__EXERCISE 1__. In the Chandler reviews, why did the reviewer behind "Chandler reigns" first buy and read The Big Sleep?
__EXERCISE 2__. Write out the passage from the Chandler reviews, beginning at the words "I really enjoyed" and stopping after the words "having this undercurrent.".

__PASSAGE SHOWN__.
## Begin
I really enjoyed this collection of novels. And, I think, interestingly, these stories suggest that Chandler was homosexually curious. Note, for instance, how often he talks of a particular man being beautiful, and describes in detail the given man's physical attributes. This awareness only slightly altered my image of Philip Marlowe having a Humphrey Bogart voice and manner. I think a new Philip Marlowe movie that captures this dimension would be fascinating -- the tension between being straight (and macho) and yet having this undercurrent.

Chandler reigns

I first came across Chandler when I heard the Coen brothers interview and discovered that 'The Big Lebowski' was written in the style of a Chandler novel (name itself being derived from 'The Big Sleep'). This alone interested me enough to buy and read The Big Sleep. Six novels later, I'm still reading Chandler novels, and still finding each and every one different, interesting and intriguing. The main character Marlowe is a wisecracking detective, wary of women - whom he obviously mistrusts - except for the "bad type of women", for whom he does not particularly care. He is also a complex, intelligent man, often an altruist who goes to some extraordinary lengths for his clients, even when he's not paid. Novels are usually set in 30's/40's Hollywood and Bay City (which is since called something else), and are especially nostalgic, if you've lived in the surrounding areas. Chandler's writing is funny and unique - the stories - all told in first person, are written so that the reader is both aware of Marlowe's conscious thoughts, and at the same time, when the ending or some pivotal point in the story arrives - is not. This point is not easy to describe, but it works extremely well - the stories are always amusing, captivating, and suspenseful. I will easily recommend any Chandler novel for anyone interested in mysteries, as well as to those that enjoy unconventional styles of storytelling.

A nice way to begin Raymond Chandler addiction

If you don't already have a bookshelf full of Raymond Chandler, Ross McDonald and other excellent mystery writers of those times this is a fine start, three good, solid novels to take up the shelf space of only one. I'd easily give every Raymond Chandler novel he ever penned 5 stars and these are no exception. You won't go wrong reading Chandler mysteries and you won't go wrong with this compact edition of three great books in one.
## End
__LISTED ENTRIES__.
## Begin
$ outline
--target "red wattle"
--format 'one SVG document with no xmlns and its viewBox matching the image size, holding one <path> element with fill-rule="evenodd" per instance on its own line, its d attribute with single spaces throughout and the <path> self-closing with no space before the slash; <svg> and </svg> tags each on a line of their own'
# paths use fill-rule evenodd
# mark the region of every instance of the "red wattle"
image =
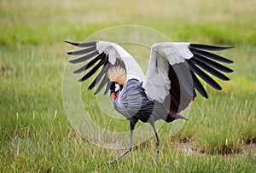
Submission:
<svg viewBox="0 0 256 173">
<path fill-rule="evenodd" d="M 113 100 L 116 100 L 117 98 L 117 93 L 113 93 Z"/>
</svg>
## End
__RESULT 1__. The reviewer heard an interview with the Coen brothers and learned that "The Big Lebowski" was written in the style of a Chandler novel, with its name taken from "The Big Sleep." That discovery alone made the reviewer interested enough to buy and read The Big Sleep.

__RESULT 2__.
I really enjoyed this collection of novels. And, I think, interestingly, these stories suggest that Chandler was homosexually curious. Note, for instance, how often he talks of a particular man being beautiful, and describes in detail the given man's physical attributes. This awareness only slightly altered my image of Philip Marlowe having a Humphrey Bogart voice and manner. I think a new Philip Marlowe movie that captures this dimension would be fascinating -- the tension between being straight (and macho) and yet having this undercurrent.